Page excerpt.

════════════════

Children of John and Mary (Hutchinson) Douds: 1. Agnes, born July 25, 1800; married, August 28, 1817, Mahlon T. Stokes. 2. Robert, died in infancy. 3. James H., born January 15, 1805; married, August 16, 1827, Margaret Caldwell, died September 7, 1856. 4. John, born March 17, 1807; married, in December, 1832, Mary McDonald. 5. Benoni D., born August 23, 1809; married, in March, 1833, Mary Irons. 6. Eliza, born January 30, 1813; married, November 7, 1833, James Moore. 7. Mary Ann, born November 6, 1815. 8. William McC., born February 19, 1818; married, May 6, 1841, Rebecca Wyant. 9. Edward Hill, of whom further. 10. Margaret H., born October 11, 1822; married, April 8, 1841, Joseph Irons. II. Mahlon S., born December 9, 1824; married, April 23, 1850, Rebecca Brotherton.

════════════════

Tasks.
(a) In the Douds family list, why does the entry for Edward Hill give no birth or marriage date?
(b) Name every spouse listed in the Douds family list for the children of John and Mary (Hutchinson) Douds.

Stored data.
════════════════

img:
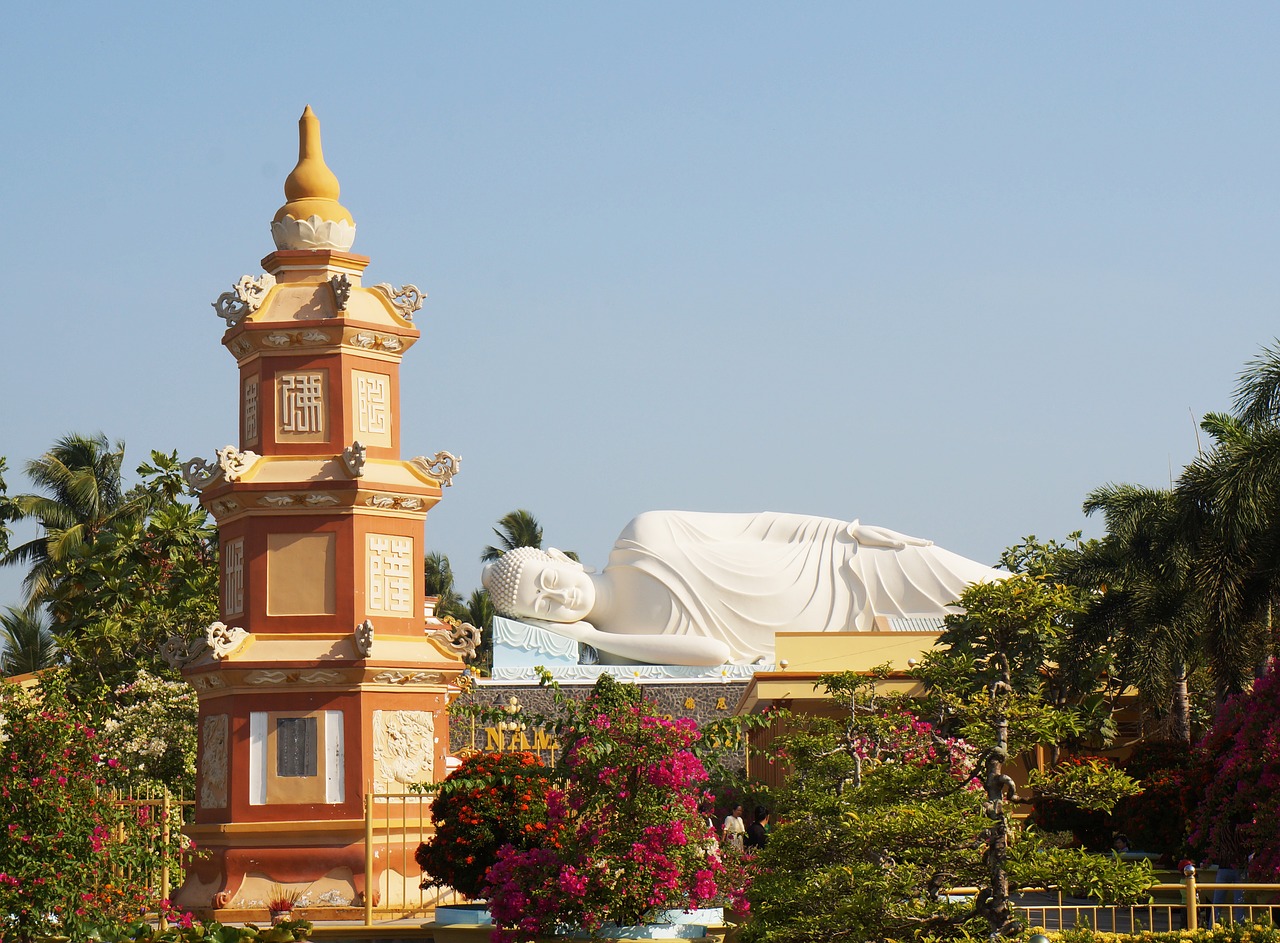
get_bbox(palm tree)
[0,434,147,603]
[463,590,494,674]
[1075,485,1203,743]
[0,605,58,676]
[0,456,13,559]
[480,508,543,563]
[1176,342,1280,697]
[422,551,466,619]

════════════════

Completed exercise.
(a) His entry says only "of whom further." This marks him as someone covered in more detail elsewhere, so his dates are not listed with his brothers and sisters.

(b) Mahlon T. Stokes, Margaret Caldwell, Mary McDonald, Mary Irons, James Moore, Rebecca Wyant, Joseph Irons, Rebecca Brotherton